- Text provided
----

S cience, technology and innovation are the key building blocks of any society; many powerful and developed countries were founded by their advancement and education in science, technology and innovation (STI) with many governments from around the world spending vast amounts of their budget on investing in institutes such as universities to promote the development of STI.
Now the continent of Africa are jumping on board and taking a keen interest in developing their own Science and technology needs with many leading figures such as Alvaro Sobrinho leading the way in bringing the African nations up to par with Europe, Asia and America.
Although African Nations have a long history in Science and technology it has only recently started to realize the importance of structuring their science and technological advancements to benefit the entire continent. The idea being to get locally grown innovations and advancement in technologies to challenge the many problems that have plagued a lot of Africa in the past such as food security and clean drinking water, a good example of this is Ugandan scientists are now developing genetically modified bananas which are a local staple food source to resist disease.

----

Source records

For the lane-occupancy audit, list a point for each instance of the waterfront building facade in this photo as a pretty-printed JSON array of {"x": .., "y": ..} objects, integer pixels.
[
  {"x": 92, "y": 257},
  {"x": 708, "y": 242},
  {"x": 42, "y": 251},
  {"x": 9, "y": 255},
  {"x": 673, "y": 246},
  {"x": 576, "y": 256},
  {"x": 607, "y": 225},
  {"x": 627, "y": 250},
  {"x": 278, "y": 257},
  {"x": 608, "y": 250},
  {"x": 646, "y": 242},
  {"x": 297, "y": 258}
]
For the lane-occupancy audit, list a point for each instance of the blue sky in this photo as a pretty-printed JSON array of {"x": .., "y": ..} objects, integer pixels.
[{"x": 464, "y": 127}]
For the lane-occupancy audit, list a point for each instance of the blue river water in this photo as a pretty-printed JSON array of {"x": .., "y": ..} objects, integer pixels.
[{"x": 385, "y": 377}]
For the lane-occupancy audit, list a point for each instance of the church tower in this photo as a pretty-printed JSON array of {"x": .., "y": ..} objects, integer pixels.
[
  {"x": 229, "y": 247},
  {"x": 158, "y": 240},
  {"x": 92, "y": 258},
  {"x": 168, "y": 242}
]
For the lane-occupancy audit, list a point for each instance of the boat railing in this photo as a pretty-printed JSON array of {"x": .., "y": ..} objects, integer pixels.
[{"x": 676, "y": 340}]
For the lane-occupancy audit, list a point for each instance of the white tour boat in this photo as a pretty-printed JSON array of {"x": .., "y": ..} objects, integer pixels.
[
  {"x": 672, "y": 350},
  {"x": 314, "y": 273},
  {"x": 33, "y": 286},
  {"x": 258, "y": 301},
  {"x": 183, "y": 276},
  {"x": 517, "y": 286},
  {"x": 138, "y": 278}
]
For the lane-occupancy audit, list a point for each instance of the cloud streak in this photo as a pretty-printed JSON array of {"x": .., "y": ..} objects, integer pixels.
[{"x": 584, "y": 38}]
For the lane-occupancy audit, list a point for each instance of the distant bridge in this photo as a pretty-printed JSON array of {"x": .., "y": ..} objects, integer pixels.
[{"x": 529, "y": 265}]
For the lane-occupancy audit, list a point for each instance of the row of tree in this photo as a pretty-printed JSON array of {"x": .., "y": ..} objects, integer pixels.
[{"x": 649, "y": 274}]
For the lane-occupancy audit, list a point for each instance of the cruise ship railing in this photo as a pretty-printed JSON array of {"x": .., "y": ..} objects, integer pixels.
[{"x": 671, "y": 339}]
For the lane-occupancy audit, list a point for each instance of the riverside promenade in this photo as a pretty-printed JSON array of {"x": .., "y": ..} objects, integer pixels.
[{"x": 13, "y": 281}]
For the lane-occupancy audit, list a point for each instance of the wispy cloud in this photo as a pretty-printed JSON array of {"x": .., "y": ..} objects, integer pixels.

----

- Try it
Carry the text on African science, technology and innovation forward from its last sentence, keeping the same subject and tone.

- Exercise result
With Africa’s economy on the rise it’s only right that STI needs to play catch up, and 2015 is set to be great year for Africa, with many multinational organisations like the UN and the World Bank outlining ambitious plans to see the future development in Africa’s scientific innovations over the next decade. With more people and industries recognising the overall quantity and quality of up and coming African research in science, it’s no wonder these big international organisations want to get involved to secure Africa’s scientific and technological independence.
Although Health care and agriculture remain to be the priorities of scientific research and development across Africa, both of which are making remarkable discoveries, such as clinical trials in the treatment of diseases like HIV and malaria or developing strains of seeds that can withstand some of Africa’s harsh weather. There are also some exciting scientific developments happening from out of this world, with South Africa winning a bid to jointly build the world’s largest telescope, this cutting edge technology is only going to throw Africa’s STI further in to the spotlight.